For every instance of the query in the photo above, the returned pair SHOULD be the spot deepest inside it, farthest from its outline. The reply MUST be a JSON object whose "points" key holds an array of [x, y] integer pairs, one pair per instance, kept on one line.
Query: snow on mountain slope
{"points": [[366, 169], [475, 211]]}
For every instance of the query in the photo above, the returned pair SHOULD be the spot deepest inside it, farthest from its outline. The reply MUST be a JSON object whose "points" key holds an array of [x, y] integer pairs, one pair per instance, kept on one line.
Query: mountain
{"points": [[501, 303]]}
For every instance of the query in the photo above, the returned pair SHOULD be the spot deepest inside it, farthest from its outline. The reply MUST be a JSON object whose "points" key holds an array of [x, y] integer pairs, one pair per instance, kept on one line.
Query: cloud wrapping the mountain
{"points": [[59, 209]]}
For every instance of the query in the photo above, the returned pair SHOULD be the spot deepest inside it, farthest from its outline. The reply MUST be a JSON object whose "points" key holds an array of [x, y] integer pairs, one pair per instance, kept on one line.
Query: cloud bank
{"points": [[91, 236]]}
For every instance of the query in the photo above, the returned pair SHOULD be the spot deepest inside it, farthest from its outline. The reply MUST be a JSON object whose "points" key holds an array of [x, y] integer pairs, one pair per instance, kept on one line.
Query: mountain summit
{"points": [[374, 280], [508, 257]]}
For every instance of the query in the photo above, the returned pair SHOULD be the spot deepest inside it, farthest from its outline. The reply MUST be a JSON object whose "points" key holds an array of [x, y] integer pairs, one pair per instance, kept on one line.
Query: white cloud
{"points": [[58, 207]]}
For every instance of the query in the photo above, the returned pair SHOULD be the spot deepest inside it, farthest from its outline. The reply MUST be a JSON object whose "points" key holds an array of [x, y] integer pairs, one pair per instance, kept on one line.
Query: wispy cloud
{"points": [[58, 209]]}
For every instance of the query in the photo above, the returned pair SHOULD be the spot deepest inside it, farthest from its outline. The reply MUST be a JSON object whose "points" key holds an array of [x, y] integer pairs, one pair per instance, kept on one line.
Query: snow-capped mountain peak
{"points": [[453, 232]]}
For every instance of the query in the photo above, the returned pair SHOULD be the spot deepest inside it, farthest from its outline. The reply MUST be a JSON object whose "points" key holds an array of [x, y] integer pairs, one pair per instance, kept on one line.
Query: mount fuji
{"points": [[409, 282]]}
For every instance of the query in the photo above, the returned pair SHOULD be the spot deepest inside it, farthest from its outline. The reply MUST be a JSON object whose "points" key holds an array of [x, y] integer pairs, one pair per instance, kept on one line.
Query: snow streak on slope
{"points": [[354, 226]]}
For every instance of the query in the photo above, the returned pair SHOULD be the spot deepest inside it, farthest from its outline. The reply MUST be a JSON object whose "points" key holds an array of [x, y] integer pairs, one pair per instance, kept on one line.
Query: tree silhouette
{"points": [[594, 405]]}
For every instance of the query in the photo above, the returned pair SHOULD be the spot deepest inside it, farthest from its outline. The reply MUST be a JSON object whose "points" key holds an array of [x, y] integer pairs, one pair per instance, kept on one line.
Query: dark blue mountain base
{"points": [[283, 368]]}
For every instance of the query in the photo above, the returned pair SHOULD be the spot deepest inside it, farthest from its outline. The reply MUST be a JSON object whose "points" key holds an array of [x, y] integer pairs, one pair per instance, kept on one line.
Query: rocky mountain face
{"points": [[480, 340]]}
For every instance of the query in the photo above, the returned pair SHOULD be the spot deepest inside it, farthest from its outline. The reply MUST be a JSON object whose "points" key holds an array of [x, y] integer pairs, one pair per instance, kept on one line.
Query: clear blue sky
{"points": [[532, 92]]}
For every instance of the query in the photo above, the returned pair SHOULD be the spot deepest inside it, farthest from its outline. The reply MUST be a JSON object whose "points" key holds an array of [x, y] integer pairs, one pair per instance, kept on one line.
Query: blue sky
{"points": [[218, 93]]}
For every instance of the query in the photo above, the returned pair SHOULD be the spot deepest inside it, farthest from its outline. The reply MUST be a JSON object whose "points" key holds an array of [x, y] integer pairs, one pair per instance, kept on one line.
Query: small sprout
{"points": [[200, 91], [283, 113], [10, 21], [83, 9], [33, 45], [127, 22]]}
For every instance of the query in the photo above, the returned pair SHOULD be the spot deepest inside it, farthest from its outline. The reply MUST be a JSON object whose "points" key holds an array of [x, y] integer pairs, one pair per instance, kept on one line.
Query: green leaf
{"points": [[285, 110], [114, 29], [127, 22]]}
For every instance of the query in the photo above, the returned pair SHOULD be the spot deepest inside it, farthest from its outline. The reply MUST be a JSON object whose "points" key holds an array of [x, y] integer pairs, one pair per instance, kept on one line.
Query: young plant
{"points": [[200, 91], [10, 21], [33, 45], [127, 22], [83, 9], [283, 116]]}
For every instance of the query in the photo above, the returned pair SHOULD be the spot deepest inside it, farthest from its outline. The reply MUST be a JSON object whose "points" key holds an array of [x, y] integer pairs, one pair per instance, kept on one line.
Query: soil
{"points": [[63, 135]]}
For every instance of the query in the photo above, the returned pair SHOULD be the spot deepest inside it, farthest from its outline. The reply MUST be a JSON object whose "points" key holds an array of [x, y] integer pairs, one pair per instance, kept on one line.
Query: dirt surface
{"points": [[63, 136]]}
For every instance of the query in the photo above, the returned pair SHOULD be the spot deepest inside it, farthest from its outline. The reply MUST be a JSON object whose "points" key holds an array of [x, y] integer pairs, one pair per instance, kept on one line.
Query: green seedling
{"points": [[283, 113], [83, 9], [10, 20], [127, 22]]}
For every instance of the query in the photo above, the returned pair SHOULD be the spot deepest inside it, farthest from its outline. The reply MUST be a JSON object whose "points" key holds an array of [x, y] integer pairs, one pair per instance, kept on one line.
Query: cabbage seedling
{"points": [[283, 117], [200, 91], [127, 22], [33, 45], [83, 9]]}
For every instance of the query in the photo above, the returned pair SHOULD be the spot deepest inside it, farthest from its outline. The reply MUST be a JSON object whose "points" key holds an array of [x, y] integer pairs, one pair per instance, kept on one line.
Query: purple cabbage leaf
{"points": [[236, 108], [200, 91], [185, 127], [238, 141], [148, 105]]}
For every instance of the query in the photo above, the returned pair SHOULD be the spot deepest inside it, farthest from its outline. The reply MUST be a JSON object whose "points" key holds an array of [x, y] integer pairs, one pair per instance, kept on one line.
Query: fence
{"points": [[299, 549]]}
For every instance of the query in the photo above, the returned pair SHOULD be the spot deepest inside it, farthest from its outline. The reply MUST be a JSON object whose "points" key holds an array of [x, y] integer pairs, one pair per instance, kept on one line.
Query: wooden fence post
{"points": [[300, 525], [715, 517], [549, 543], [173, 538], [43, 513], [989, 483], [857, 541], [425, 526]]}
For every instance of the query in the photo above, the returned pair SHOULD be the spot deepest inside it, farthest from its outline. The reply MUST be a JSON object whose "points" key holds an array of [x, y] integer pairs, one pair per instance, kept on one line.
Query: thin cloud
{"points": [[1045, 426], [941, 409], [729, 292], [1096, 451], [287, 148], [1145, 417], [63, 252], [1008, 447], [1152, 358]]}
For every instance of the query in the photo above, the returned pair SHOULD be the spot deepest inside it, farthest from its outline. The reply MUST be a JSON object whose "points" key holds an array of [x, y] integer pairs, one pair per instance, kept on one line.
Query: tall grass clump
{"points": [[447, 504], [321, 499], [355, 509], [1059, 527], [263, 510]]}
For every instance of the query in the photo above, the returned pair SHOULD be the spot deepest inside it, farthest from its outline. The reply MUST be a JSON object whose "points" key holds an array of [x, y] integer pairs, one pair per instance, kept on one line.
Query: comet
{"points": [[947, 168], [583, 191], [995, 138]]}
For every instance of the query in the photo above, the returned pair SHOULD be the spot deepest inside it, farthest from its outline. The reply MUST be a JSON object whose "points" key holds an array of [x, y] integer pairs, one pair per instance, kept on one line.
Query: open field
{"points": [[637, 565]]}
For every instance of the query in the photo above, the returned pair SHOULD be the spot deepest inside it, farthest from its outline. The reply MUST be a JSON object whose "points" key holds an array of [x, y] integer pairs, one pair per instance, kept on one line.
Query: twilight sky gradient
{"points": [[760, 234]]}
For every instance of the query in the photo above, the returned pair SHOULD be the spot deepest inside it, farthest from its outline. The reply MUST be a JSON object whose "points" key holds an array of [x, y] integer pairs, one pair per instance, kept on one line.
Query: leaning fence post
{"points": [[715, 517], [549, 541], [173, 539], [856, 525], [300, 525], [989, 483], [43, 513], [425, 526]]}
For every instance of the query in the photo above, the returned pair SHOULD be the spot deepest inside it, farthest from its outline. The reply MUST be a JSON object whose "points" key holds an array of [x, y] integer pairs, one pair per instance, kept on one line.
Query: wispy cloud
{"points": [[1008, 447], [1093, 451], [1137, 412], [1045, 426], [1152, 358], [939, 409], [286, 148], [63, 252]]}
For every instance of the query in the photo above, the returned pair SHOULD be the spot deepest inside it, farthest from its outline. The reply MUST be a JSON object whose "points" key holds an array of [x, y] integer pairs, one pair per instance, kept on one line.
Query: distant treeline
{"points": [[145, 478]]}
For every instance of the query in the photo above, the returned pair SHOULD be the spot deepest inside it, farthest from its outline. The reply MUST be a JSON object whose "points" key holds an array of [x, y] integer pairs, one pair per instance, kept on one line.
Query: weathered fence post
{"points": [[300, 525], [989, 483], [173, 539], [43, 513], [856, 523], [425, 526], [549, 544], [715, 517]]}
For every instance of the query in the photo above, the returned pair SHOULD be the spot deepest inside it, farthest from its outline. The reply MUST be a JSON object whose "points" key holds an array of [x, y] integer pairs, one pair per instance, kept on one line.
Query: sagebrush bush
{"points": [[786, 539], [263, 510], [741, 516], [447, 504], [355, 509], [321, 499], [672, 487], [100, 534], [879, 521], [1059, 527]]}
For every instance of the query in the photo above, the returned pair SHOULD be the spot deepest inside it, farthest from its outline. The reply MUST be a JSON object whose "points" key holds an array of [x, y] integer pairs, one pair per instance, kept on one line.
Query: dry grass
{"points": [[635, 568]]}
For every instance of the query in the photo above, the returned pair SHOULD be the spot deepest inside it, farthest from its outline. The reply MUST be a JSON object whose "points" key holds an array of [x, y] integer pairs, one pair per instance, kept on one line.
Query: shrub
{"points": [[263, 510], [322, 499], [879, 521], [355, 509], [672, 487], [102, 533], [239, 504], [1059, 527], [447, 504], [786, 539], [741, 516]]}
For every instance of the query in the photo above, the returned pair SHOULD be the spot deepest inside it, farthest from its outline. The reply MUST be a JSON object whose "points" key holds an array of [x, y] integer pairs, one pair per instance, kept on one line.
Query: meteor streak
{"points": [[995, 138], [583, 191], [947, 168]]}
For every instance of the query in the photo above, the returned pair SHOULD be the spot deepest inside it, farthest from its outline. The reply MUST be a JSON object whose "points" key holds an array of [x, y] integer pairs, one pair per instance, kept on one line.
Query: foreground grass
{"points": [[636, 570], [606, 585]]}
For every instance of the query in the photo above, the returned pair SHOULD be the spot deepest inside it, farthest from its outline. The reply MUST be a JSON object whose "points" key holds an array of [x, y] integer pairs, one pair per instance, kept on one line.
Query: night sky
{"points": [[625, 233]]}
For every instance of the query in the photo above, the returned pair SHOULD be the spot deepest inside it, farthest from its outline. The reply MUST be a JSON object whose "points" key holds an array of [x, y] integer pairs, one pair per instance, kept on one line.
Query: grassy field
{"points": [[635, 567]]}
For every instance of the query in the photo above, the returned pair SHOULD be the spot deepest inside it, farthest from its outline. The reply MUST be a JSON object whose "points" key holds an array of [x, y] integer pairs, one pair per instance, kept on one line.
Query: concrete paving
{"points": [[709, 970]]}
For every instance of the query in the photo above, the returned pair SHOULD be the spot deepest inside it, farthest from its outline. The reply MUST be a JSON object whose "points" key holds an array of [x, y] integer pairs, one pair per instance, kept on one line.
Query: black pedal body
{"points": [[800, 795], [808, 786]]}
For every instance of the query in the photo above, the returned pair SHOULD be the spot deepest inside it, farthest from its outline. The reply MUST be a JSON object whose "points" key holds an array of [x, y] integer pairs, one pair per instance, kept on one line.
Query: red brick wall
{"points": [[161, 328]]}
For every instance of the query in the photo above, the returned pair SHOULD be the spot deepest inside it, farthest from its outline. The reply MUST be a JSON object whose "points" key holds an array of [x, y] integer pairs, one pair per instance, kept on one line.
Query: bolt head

++++

WHAT YOU SHOULD DO: Which rows above contain the word "green" with the same capitalization? Report each of them in full.

WRITTEN ANSWER:
Query: green leaf
Query: green seedling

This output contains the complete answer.